**Excerto para leitura**
"""
O poder mais próximo
A Madeira, assim como o resto do país, está à beira de um novo ciclo político.
Ainda a vivermos o rescaldo das eleições legislativas nacionais, e com uma grande mediatização das eleições presidenciais do próximo ano, as eleições autárquicas começam a adquirir protagonismo, mais do que justificado e talvez até algo tardio.
Efetivamente, as eleições autárquicas de 2025 não são apenas mais uma volta do calendário democrático, são, isso sim, mais uma oportunidade de se colocar em prática uma nova forma de fazer política. Uma política com proximidade, com transparência, com sentido de missão e, sobretudo, com respostas reais a problemas reais. E se é verdade que os autarcas não têm todas as respostas e soluções, também é verdade que são o primeiro elo de ligação entre o poder e os cidadãos.
Num caminho de proximidade, elemento primordial no processo autárquico, as pessoas querem que lhes batam à porta, mas não só na campanha, em vésperas das eleições, mas em muitos outros dias do ano. Porque o dia a dia das pessoas, mais do que feito de grandes investimentos ou eventos, faz-se, entre muitos outros, do passeio reparado, da recolha atempada do lixo, do apoio a idosos isolados, da aposta no comércio local.
Os eleitores reveem-se em pessoas com raízes na comunidade. Velhas ou novas vozes que se sentam nos cafés não para pedir votos, mas para escutar e entender os problemas. E quando os eleitores depositam o seu voto nas urnas, para a sua freguesia, para o seu concelho, estão a dar um sinal inequívoco de confiança e de esperança de que os seus problemas serão resolvidos e os seus pedidos atendidos. Estão a devolver às autarquias o seu papel transformador, mas que só se alcança se os projetos apresentados tiverem a sua raiz nas necessidades e aspirações das pessoas. Não se compadece com políticas e políticos distantes ou soluções padronizadas.
Governar localmente exige conhecer, escutar e agir. É um trabalho diário, extenuante, mas imprescindível, de contacto com todas as forças vivas da comunidade, em que é premente sair dos gabinetes e ir ao encontro de quem sustenta a vida comunitária com o seu trabalho, muitas vezes invisível, mas que tece a rede que ampara tanta e tanta gente.
"""
**Objetivos**
**a.** Responda às perguntas seguintes com base no texto sobre as eleições autárquicas:
(i) De que ano são as eleições autárquicas referidas?
(ii) Segundo o texto, que três ações exige governar localmente?
(iii) Onde se sentam as vozes em que os eleitores se reveem?
**b.** Traduza para inglês a frase do texto sobre as eleições autárquicas "Governar localmente exige conhecer, escutar e agir."
**c.** Prossiga a redação do texto sobre as eleições autárquicas a partir da última frase apresentada.

**Listagem de dados**
"""
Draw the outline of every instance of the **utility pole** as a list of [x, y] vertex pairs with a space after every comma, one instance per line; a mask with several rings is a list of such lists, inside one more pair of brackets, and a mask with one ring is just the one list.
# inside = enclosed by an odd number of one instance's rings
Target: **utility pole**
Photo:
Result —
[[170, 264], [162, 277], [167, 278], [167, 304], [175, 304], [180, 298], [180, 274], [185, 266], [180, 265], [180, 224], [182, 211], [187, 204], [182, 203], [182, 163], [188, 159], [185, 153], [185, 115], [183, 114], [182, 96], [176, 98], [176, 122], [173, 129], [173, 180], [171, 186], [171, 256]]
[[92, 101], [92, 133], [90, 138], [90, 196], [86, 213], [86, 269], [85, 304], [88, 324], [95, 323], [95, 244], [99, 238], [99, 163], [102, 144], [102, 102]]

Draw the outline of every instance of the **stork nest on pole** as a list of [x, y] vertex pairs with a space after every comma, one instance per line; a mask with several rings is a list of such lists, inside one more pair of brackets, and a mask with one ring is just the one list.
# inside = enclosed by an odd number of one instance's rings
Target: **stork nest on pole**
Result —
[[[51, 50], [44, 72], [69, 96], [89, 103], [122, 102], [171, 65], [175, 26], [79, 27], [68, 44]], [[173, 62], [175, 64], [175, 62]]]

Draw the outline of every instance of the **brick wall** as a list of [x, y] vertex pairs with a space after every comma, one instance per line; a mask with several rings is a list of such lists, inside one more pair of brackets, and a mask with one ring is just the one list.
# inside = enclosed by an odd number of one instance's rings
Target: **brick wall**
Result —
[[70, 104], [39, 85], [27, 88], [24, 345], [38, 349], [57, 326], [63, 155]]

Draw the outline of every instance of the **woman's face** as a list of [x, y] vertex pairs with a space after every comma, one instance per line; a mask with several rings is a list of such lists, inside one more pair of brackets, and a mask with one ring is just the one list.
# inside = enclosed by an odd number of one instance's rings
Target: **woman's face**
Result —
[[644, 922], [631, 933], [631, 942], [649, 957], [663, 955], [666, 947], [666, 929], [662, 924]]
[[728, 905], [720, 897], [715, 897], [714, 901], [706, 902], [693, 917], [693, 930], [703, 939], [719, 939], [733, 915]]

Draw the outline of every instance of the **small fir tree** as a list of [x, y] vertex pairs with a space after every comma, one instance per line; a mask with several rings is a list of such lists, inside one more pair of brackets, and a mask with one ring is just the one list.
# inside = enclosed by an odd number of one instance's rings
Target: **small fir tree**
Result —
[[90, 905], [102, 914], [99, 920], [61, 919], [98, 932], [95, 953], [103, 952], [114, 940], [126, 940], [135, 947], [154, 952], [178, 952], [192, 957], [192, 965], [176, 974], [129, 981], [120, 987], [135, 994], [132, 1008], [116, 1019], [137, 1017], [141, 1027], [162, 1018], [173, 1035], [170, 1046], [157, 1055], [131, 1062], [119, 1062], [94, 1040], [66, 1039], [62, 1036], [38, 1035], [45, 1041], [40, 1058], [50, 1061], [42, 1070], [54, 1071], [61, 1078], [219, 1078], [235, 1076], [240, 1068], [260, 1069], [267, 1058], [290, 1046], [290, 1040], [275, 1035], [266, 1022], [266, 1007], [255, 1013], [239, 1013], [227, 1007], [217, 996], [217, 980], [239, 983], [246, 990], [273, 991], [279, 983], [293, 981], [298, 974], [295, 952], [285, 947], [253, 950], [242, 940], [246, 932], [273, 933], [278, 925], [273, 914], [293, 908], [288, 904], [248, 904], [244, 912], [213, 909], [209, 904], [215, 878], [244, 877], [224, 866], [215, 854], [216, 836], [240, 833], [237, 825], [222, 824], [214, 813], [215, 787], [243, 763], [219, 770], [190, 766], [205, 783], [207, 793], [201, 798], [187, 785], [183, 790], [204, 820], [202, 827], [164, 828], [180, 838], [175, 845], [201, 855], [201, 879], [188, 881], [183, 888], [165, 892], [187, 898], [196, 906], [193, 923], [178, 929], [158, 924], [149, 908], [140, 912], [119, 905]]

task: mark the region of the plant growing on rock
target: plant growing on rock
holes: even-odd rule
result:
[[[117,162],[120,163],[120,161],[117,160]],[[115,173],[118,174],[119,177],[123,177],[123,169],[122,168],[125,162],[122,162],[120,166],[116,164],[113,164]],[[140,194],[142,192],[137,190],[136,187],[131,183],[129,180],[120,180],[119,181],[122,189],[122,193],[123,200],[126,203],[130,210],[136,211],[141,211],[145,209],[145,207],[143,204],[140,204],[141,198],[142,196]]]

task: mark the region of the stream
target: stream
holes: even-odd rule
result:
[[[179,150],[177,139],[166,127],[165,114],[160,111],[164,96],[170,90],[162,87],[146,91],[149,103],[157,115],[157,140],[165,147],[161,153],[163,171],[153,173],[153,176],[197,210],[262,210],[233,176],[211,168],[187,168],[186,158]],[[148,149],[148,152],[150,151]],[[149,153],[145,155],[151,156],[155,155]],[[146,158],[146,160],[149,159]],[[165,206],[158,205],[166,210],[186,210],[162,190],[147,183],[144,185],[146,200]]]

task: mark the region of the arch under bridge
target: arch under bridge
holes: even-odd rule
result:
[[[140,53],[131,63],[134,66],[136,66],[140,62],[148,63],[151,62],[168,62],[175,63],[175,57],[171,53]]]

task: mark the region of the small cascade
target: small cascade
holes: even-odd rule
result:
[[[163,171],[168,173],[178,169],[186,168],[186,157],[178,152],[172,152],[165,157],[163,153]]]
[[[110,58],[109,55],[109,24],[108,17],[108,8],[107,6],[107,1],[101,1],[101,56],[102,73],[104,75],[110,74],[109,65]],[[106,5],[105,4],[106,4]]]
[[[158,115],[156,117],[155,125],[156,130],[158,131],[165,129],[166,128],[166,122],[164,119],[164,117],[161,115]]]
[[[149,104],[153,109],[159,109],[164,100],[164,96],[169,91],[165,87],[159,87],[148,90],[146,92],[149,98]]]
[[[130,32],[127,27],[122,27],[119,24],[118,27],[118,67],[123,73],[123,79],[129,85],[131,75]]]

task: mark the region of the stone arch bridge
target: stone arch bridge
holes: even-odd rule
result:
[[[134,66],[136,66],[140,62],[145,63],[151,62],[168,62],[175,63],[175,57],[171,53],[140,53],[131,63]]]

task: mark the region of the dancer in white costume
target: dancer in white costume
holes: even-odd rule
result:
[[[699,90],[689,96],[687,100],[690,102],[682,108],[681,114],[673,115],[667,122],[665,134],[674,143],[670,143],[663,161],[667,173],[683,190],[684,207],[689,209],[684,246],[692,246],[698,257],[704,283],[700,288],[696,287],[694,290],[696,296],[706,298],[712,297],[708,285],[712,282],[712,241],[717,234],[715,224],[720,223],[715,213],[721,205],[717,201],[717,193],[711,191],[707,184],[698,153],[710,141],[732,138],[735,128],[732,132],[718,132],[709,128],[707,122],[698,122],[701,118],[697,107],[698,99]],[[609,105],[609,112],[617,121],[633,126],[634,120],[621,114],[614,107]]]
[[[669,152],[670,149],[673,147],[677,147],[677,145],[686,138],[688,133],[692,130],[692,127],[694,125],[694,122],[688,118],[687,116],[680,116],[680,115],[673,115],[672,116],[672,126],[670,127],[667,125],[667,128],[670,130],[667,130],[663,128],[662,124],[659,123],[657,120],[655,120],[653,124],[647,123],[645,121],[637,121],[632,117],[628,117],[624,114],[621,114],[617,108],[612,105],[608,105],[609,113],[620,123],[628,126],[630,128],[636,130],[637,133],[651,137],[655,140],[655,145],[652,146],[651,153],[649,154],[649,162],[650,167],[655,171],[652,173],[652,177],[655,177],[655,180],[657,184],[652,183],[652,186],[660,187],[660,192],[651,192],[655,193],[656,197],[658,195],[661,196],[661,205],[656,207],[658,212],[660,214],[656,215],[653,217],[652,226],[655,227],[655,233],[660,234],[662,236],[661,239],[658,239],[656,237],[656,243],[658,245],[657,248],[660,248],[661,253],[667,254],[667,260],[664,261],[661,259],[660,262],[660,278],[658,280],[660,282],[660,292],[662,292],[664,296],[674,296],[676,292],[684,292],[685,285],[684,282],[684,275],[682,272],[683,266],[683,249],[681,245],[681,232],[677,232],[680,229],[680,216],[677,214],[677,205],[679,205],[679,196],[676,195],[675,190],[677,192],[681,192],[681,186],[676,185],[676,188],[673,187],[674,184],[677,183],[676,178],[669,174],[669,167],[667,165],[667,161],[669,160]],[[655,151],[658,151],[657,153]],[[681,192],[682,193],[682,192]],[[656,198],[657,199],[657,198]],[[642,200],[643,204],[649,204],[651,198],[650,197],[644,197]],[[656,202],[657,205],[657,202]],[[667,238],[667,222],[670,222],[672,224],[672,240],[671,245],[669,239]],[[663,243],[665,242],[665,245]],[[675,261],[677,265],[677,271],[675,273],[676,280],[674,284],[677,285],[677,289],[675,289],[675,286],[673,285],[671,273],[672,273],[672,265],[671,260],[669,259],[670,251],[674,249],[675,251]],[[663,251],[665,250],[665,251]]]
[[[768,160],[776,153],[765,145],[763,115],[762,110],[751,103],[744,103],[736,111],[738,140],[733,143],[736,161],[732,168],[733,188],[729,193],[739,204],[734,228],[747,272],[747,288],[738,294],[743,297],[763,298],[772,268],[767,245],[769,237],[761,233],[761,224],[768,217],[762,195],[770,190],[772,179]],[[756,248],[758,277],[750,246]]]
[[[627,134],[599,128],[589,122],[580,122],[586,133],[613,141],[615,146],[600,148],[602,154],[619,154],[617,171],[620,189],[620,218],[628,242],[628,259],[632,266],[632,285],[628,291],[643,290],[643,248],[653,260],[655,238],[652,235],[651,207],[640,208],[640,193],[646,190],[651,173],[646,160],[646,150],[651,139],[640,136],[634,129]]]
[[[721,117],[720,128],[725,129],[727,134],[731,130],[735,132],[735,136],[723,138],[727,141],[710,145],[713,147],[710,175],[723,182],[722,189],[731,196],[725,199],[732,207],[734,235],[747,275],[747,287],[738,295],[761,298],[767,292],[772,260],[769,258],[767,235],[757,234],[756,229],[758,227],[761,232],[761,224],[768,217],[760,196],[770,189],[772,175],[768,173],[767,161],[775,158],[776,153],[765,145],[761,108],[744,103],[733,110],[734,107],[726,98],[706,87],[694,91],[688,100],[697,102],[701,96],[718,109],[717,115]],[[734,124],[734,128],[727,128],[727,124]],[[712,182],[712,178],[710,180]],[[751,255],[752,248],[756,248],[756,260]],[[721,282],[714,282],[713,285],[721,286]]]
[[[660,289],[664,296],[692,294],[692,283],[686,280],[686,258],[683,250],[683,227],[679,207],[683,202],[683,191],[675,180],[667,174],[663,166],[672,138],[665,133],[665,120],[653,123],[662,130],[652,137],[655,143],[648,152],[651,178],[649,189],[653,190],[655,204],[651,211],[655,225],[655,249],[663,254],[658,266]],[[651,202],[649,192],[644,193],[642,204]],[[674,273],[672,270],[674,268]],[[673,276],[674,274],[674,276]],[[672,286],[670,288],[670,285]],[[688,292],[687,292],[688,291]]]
"""
**Respostas finais**
**a.**
(i) 2025.
(ii) Conhecer, escutar e agir.
(iii) Nos cafés.

**b.** Governing locally requires knowing, listening, and acting.

**c.**
Não nos podemos esquecer: o poder local é onde tudo começa. É ali que se decide, muitas vezes, se uma família resiste ou desiste. Se uma freguesia cresce ou morre. Se o futuro é construído, ou se ficamos reféns do passado.
Contudo, o poder local na nossa Região muitas vezes é tratado como um prolongamento do poder regional, com as autarquias subjugadas às lógicas partidárias e dependentes de vontades com origem, muitas vezes, de fora do concelho. Essa subordinação, subtil ou explícita, põe em causa e limita a capacidade transformadora e mobilizadora dos municípios e das freguesias.
A política local não pode continuar a ser refém do favor, do medo ou da resignação. Tem de ser espaço de criatividade, justiça, progresso e renovação. E quando se fala de renovação, não é só em termos geracionais. É, essencialmente, uma mudança estrutural, com uma outra e melhor ética, verdade e postura perante a população.
A Autonomia, que tão orgulhosamente proclamamos, não pode ser apenas uma bandeira agitada nas festas ou uma proclamação retórica em dia de sessão solene. O poder local é, ou deve ser, um ato de emancipação, de construção coletiva, com rosto humano e voz própria. Que deve ser valorizado e acarinhado.
Neste campo, destaco a declaração do Presidente do Governo Regional, Miguel Albuquerque, na semana passada, em que, referindo-se a um autarca em fim de mandato, assegurou, e passo a citar: “Há uma coisa que eu não faço: as pessoas que trabalharam bem para a Região e para o partido não são descartáveis”. Uma frase que, estou certa, deixará mais do que um a pensar… eu, confesso que fiquei surpreendida.
Este é o tempo de devolver ao poder local a sua nobreza original, pelo que a escolha dos presidentes e respetivas equipas deve ser bem ponderada, alicerçada em características como conhecimento da realidade local, proximidade e boa imagem junto da população, capacidade de liderança, cooperação e gestão, e, num mundo cada vez mais dominado pela rapidez de transmissão de informação, revela-se também fulcral ter competências em termos da capacidade de comunicar de forma clara, empática e acessível.
Para além das competências pessoais, profissionais e políticas, os autarcas devem também apostar em políticas públicas feitas com rigor, proximidade e ambição. Que pensem o território como um bem comum, e não como um mapa de influências. Que apostem na sustentabilidade, na economia local, na inclusão social. Que devolvam aos munícipes a palavra e o poder.
Em Portugal, já no tempo da democracia, as primeiras eleições autárquicas realizaram-se a 12 de dezembro de 1976. Quase 50 anos depois, não podem ser encaradas como uma eleição menor. Muito pelo contrário, representam a mais próxima de todas as eleições e, por isso, a mais significativa.
Mais do que nunca, a mudança tem de começar no sítio onde vivemos. No nosso lugar. No nosso concelho. Será, se assim o quisermos, o início de um novo tempo.